» Exercise passage
The museum's indoor exhibits were housed on the two floors of a former quayside transit shed.

===Road transport===
On the lower floor was the transport gallery, which housed various land transport exhibits with a particular Bristol slant. Exhibits included what is believed to be the world's first purpose-built holiday caravan to be compared with a 1950s equivalent, the Grenville steam carriage, bicycles, motorcycles, cars, carriages and buses.

===Aviation===
On the upper floor the aviation gallery told the story of Bristol's involvement in aircraft manufacture and contained a collection of Bristol-made aero engines, a Bristol-built helicopter, a mock-up flight deck of Concorde and scale models showing the many aircraft built in the city. On the same floor the story of the Port of Bristol was told with models, paintings and other exhibits.

===Print & Pack===
The adjacent Print & Pack gallery told the story of one of Bristol's biggest industries with machinery and products. This was a particularly popular working exhibit, with live demonstrations of printing machinery such as Linotype and Letterpress. These same exhibits also printed many of the museum's own leaflets, tickets and flyers.

===Bristol and Transatlantic Slavery gallery===
Elsewhere in the museum, the Bristol and Transatlantic Slavery gallery told the story of Bristol's involvement in the trans-Atlantic slave trade between the UK, Africa and the Caribbean, from its early days through abolition and to recent times.

===Historic ships, cranes and trains===
Normally moored in front of the developing new museum is the collection of historic vessels, which included the 1934 fireboat Pyronaut and two tugs: John King built as a diesel tug in 1935 and Mayflower, the world's oldest surviving steam tug built in 1861.

» Information provided
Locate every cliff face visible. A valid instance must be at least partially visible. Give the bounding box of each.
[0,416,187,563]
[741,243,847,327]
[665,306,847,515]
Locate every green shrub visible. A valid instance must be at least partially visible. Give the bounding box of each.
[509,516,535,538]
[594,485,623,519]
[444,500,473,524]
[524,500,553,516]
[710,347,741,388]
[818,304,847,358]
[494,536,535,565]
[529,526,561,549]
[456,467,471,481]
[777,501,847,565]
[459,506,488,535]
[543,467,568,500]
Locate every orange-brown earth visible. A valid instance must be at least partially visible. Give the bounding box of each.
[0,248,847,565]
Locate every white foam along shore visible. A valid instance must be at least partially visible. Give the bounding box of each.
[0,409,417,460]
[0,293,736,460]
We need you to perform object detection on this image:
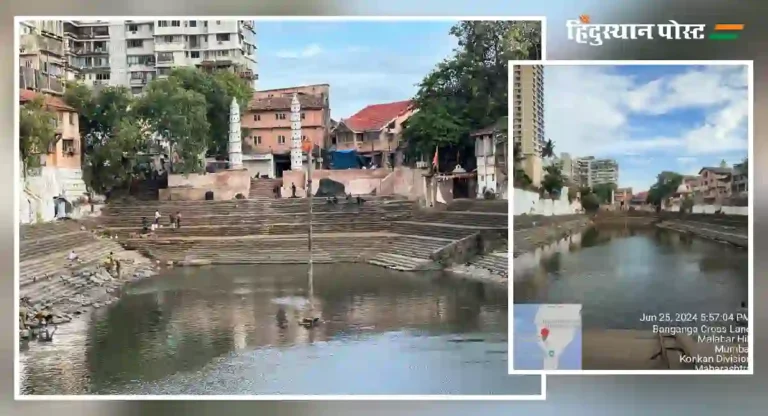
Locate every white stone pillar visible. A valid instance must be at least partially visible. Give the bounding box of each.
[291,93,304,170]
[229,98,243,169]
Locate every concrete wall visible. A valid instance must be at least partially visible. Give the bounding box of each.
[512,187,581,215]
[159,169,251,201]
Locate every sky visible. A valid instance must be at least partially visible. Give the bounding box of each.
[256,21,456,120]
[544,65,749,192]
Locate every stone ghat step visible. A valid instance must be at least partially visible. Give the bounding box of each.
[412,212,509,228]
[97,211,410,227]
[104,197,414,212]
[390,221,478,240]
[108,221,389,239]
[102,204,412,221]
[19,241,122,287]
[19,231,97,261]
[19,220,80,241]
[367,253,431,271]
[448,199,510,213]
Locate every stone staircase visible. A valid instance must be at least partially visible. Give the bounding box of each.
[94,197,508,270]
[19,221,150,306]
[248,178,283,199]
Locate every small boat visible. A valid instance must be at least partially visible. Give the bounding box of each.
[299,318,320,328]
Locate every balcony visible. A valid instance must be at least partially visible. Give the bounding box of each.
[19,67,64,94]
[19,34,64,55]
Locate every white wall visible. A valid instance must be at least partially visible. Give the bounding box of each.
[512,187,581,215]
[693,205,749,215]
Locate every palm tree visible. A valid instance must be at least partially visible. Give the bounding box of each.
[541,139,555,158]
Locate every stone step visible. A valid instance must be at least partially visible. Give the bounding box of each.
[367,253,429,271]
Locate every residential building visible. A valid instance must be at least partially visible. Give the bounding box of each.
[510,65,546,186]
[332,100,417,166]
[19,20,70,95]
[576,156,619,188]
[731,162,749,195]
[22,20,258,94]
[19,89,86,223]
[697,166,734,202]
[241,84,331,178]
[470,117,508,198]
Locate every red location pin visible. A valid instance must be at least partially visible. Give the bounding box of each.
[541,328,549,341]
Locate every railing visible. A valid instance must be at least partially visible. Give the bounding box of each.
[20,34,64,55]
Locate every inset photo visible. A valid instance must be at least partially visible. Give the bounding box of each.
[509,61,754,374]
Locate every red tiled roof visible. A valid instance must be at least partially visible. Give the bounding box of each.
[19,89,75,111]
[340,100,413,131]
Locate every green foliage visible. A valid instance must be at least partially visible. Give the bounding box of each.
[581,193,600,212]
[592,183,616,204]
[19,96,58,175]
[170,68,253,155]
[136,77,210,174]
[403,21,541,158]
[64,84,148,193]
[541,165,564,195]
[646,171,683,207]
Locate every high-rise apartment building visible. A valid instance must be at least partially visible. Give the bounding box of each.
[19,20,74,95]
[575,156,619,188]
[21,20,258,94]
[509,65,546,186]
[511,65,546,156]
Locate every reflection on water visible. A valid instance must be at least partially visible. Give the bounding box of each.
[513,227,749,329]
[22,265,539,394]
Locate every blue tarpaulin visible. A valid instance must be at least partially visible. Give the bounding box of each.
[330,149,360,170]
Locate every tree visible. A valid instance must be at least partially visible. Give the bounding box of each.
[136,77,211,174]
[541,139,555,158]
[541,165,565,195]
[19,96,58,176]
[64,84,149,193]
[403,21,541,159]
[646,171,683,207]
[170,68,253,155]
[592,183,616,204]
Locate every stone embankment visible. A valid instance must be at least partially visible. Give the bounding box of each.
[19,221,154,330]
[656,214,749,247]
[513,214,592,257]
[99,197,507,278]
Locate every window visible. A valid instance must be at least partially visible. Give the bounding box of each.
[61,139,75,156]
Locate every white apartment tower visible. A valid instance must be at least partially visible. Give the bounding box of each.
[20,20,258,94]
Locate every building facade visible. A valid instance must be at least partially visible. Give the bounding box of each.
[510,65,546,186]
[574,156,619,188]
[19,20,74,95]
[332,100,417,167]
[241,84,331,178]
[19,89,87,223]
[22,20,258,94]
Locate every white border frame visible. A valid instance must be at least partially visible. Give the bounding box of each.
[13,16,547,401]
[508,60,755,375]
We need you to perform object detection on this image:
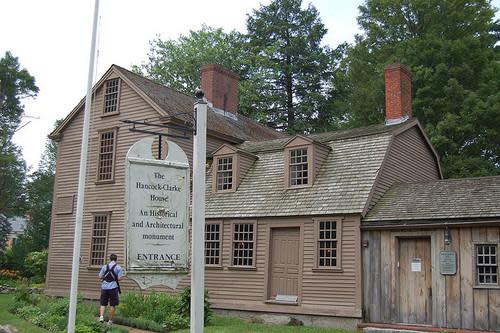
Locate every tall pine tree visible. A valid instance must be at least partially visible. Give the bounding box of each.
[337,0,500,177]
[247,0,329,133]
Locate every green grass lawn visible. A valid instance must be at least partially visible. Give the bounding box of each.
[0,294,49,333]
[175,316,356,333]
[0,294,356,333]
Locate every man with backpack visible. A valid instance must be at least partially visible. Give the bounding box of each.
[99,254,124,325]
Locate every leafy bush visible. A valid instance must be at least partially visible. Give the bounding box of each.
[14,281,32,304]
[178,287,212,325]
[118,293,146,318]
[75,324,96,333]
[163,313,189,332]
[113,316,168,333]
[118,292,178,323]
[115,287,212,332]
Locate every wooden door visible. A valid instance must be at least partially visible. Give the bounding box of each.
[399,238,432,325]
[269,228,300,302]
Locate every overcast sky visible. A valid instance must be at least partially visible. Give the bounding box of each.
[0,0,500,168]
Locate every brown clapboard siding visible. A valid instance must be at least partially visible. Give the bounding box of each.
[238,154,255,185]
[302,216,361,313]
[313,144,330,179]
[47,71,158,294]
[368,126,441,210]
[168,128,230,169]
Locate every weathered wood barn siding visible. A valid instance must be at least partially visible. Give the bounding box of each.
[369,126,441,209]
[46,74,227,297]
[362,226,500,331]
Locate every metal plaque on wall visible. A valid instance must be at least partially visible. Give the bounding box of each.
[126,138,189,289]
[439,251,457,275]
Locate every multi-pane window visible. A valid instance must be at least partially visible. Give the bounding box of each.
[476,244,498,285]
[205,223,221,266]
[290,148,309,186]
[318,221,339,268]
[90,214,109,266]
[232,223,255,266]
[216,156,233,191]
[104,79,120,113]
[97,130,116,181]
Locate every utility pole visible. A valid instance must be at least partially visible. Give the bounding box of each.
[190,90,207,333]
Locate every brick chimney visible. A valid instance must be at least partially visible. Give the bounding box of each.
[201,64,240,114]
[384,64,412,125]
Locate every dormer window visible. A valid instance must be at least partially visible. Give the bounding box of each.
[216,156,233,191]
[284,135,331,189]
[289,148,309,186]
[104,78,120,115]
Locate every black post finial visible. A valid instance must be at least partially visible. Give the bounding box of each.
[194,88,205,99]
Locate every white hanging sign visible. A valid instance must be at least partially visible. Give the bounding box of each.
[126,137,189,289]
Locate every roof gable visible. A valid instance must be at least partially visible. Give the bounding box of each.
[49,65,287,142]
[363,176,500,222]
[206,133,391,218]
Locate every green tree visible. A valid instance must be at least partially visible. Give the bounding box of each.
[337,0,500,177]
[247,0,329,133]
[133,25,245,95]
[19,120,62,252]
[0,52,38,216]
[0,139,26,217]
[0,51,38,140]
[0,214,12,255]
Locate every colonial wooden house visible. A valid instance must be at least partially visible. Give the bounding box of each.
[47,65,500,329]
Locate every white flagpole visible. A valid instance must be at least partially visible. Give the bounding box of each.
[191,91,207,333]
[68,0,99,333]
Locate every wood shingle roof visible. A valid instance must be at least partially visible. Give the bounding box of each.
[363,176,500,222]
[205,121,416,218]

» The task
Translate this sentence from the museum text into Spanish: "The adjacent Print & Pack gallery told the story of one of Bristol's biggest industries with machinery and products." Work only from the museum text.

» Solution for this exercise
La galería contigua Print & Pack contaba la historia de una de las mayores industrias de Bristol con maquinaria y productos.